§ Information supplied:
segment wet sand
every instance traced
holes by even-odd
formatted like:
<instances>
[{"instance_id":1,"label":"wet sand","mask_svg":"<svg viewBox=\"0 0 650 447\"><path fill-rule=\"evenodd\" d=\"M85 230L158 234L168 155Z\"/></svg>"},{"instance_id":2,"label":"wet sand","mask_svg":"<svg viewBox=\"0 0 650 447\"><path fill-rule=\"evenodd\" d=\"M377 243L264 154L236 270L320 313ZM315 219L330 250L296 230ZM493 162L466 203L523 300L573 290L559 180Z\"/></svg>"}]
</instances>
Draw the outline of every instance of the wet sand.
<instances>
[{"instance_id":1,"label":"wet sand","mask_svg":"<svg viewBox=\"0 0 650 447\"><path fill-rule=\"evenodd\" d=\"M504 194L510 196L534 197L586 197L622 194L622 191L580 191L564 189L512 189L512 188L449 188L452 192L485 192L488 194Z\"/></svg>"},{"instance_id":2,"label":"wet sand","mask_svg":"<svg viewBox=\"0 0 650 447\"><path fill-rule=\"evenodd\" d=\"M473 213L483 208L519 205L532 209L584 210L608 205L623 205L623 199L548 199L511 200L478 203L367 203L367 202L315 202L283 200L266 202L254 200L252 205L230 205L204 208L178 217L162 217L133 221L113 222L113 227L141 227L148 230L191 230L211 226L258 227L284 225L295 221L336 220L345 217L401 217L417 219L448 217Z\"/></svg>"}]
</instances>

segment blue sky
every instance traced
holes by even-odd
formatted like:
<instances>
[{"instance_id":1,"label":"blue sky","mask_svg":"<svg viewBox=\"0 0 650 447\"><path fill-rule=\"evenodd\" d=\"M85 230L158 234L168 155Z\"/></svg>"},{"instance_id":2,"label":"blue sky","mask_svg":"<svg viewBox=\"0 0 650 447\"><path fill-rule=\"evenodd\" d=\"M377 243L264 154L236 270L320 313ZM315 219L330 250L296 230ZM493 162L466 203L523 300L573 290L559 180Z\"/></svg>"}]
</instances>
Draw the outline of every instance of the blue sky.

§ What needs to be done: Rewrite the items above, changing each "every instance traced" to "all instances outlined" and leaving everything else the same.

§ The output:
segment wet sand
all instances outlined
holes by even-odd
formatted like:
<instances>
[{"instance_id":1,"label":"wet sand","mask_svg":"<svg viewBox=\"0 0 650 447\"><path fill-rule=\"evenodd\" d=\"M85 230L158 234L168 155Z\"/></svg>"},{"instance_id":2,"label":"wet sand","mask_svg":"<svg viewBox=\"0 0 650 447\"><path fill-rule=\"evenodd\" d=\"M377 243L264 154L236 270L320 313ZM315 219L330 250L296 230ZM493 162L466 203L523 300L573 290L559 180Z\"/></svg>"}]
</instances>
Draw the outline of every instance of the wet sand.
<instances>
[{"instance_id":1,"label":"wet sand","mask_svg":"<svg viewBox=\"0 0 650 447\"><path fill-rule=\"evenodd\" d=\"M504 194L510 196L534 197L586 197L622 194L622 191L580 191L564 189L512 189L512 188L449 188L452 192L485 192L488 194Z\"/></svg>"},{"instance_id":2,"label":"wet sand","mask_svg":"<svg viewBox=\"0 0 650 447\"><path fill-rule=\"evenodd\" d=\"M473 213L483 208L519 205L532 209L584 210L608 205L623 205L623 199L548 199L511 200L478 203L367 203L367 202L315 202L283 200L266 202L254 200L252 205L230 205L204 208L178 217L162 217L133 221L113 222L113 227L141 227L148 230L191 230L211 226L258 227L284 225L295 221L336 220L345 217L401 217L417 219L448 217Z\"/></svg>"}]
</instances>

segment blue sky
all instances outlined
holes by even-odd
formatted like:
<instances>
[{"instance_id":1,"label":"blue sky","mask_svg":"<svg viewBox=\"0 0 650 447\"><path fill-rule=\"evenodd\" d=\"M85 230L158 234L168 155Z\"/></svg>"},{"instance_id":2,"label":"blue sky","mask_svg":"<svg viewBox=\"0 0 650 447\"><path fill-rule=\"evenodd\" d=\"M377 243L264 154L236 270L320 313ZM315 219L330 250L296 230ZM493 162L466 203L523 300L573 290L559 180Z\"/></svg>"}]
</instances>
Draw the outline of every instance of the blue sky.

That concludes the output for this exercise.